§ TEXTO DE REFERÊNCIA
►

Desde terça-feira (14), a facção criminosa Sindicato do Crime tem promovido ataques no Rio Grande do Norte. O fato de a onda de violência ter começado logo após a agenda do ministro na Maré tem sido apontado como uma “estranha coincidência” por bolsonaristas.
No dia seguinte, Dino disse ter enviado agentes da Força Nacional de Segurança ao estado, mas negou que haveria intervenção federal nas penitenciárias. A fala passou a ser distorcida para sugerir que ele teria se posicionado contra a intervenção e que estaria atuando em favor do crime organizado.
Na segunda-feira (20), o anúncio feito por Flávio Dino da liberação de mais de R$ 100 milhões para reforçar a segurança pública do Rio Grande do Norte alimentou a hipótese enganosa de que o governo teria um conluio com o crime. De acordo com peças desinformativas, essa quantia seria destinada aos presos, que teriam feito um acordo com o ministro. Segundo o governo estadual, grande parte desse montante será destinado à aquisição de viaturas e armamentos e ao custeio da Força Nacional de Segurança.
Também nesta semana, ataques e ações da polícia no Rio de Janeiro passaram a ser apontados como consequências da visita. Algumas correntes enganosas que circulam nas redes, inclusive, chegam a sugerir que Dino teria “liberado” a guerra entre o Comando Vermelho e outros grupos criminosos. O argumento não se sustenta porque a onda de violência, ocasionada por uma briga entre facções criminosas, se iniciou meses atrás.
Nesta quarta-feira (22), passou a viralizar um trecho da entrevista concedida por Lula ao site Brasil 247 na qual ele diz: “De vez em quando ia um procurador [quando estava preso], entrava lá de sábado, dia de semana, para perguntar se estava tudo bem. Entravam três ou quatro procuradores e perguntavam: ‘Está tudo bem?’ [Eu respondia:] ‘Não está tudo bem. Só vai estar tudo bem quando eu foder esse Moro.’”

◄

§ TAREFAS DO EXERCÍCIO
[A] Reescreva o trecho do texto de referência que se inicia com "Na segunda-feira (20), o" e termina com "Nacional de Segurança.", trocando "viaturas" por "veículos".
[B] Com base no texto de referência, responda:
(i) Que facção criminosa tem promovido ataques no Rio Grande do Norte desde terça-feira (14)?
(ii) Que valor Flávio Dino anunciou na segunda-feira (20) para reforçar a segurança pública do Rio Grande do Norte?
(iii) A que site Lula concedeu a entrevista cujo trecho passou a viralizar na quarta-feira (22)?

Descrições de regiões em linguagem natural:

►

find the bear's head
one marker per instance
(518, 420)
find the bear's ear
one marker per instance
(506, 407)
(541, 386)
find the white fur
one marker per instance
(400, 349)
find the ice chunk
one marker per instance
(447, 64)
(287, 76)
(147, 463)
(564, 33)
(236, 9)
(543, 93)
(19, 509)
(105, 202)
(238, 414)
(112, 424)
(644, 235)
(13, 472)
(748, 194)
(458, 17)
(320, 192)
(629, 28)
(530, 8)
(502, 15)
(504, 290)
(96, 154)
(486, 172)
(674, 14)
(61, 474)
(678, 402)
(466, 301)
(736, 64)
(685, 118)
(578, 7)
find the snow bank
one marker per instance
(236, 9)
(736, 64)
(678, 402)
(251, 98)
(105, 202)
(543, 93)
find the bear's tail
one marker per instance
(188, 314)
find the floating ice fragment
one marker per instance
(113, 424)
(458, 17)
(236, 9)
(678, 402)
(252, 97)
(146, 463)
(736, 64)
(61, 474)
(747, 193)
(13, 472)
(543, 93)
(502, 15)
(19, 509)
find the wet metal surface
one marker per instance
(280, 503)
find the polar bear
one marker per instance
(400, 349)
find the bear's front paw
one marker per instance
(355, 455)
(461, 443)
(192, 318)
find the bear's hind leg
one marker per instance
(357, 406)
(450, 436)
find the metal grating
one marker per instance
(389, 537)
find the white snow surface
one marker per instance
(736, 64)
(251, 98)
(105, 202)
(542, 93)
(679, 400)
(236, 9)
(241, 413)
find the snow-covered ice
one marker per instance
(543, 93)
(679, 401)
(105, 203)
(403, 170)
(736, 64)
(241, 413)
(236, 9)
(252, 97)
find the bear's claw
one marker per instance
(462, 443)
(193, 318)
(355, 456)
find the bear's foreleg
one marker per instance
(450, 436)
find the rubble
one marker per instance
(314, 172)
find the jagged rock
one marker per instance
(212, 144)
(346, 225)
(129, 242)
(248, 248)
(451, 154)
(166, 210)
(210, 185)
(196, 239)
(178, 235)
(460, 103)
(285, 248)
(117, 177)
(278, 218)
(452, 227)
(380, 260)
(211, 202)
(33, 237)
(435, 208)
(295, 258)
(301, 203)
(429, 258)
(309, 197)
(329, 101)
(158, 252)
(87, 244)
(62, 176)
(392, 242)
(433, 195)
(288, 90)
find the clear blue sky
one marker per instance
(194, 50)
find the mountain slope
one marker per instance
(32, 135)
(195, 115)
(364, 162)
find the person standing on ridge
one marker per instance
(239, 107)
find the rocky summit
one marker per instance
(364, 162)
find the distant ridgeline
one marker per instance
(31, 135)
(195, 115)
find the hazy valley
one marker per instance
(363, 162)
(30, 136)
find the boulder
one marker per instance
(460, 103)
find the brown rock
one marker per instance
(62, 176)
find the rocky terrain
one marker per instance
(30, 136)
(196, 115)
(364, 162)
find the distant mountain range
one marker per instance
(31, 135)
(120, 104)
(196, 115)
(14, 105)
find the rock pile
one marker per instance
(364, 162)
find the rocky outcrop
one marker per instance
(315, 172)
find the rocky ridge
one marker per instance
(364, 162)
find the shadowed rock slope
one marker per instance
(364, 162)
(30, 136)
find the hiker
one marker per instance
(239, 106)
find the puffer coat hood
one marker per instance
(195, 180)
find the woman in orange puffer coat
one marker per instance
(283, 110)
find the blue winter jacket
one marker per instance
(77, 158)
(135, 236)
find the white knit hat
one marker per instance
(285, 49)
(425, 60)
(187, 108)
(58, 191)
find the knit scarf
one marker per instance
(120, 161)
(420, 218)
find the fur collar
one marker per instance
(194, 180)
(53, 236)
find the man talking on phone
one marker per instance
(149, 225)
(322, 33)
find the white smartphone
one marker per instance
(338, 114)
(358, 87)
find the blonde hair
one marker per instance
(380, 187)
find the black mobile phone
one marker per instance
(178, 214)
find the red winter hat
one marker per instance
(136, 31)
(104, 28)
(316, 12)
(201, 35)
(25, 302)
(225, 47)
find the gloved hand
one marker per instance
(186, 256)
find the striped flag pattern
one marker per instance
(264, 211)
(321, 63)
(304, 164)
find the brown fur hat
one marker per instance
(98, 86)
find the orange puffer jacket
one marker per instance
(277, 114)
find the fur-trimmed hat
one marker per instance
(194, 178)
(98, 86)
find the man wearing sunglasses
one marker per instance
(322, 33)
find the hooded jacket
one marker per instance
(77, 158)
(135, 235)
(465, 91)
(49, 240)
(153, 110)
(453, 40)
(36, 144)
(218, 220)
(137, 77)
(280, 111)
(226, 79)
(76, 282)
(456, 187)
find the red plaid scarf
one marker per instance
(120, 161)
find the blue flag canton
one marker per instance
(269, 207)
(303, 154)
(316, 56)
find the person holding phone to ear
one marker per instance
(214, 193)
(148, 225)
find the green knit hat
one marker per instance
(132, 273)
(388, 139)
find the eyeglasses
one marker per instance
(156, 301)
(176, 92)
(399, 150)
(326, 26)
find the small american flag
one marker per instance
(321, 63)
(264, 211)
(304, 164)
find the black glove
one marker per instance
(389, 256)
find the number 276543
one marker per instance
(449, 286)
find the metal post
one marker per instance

◄

§ RESPOSTAS DAS TAREFAS
[A]
Na segunda-feira (20), o anúncio feito por Flávio Dino da liberação de mais de R$ 100 milhões para reforçar a segurança pública do Rio Grande do Norte alimentou a hipótese enganosa de que o governo teria um conluio com o crime. De acordo com peças desinformativas, essa quantia seria destinada aos presos, que teriam feito um acordo com o ministro. Segundo o governo estadual, grande parte desse montante será destinado à aquisição de veículos e armamentos e ao custeio da Força Nacional de Segurança.

[B]
(i) Sindicato do Crime.
(ii) Mais de R$ 100 milhões.
(iii) Brasil 247.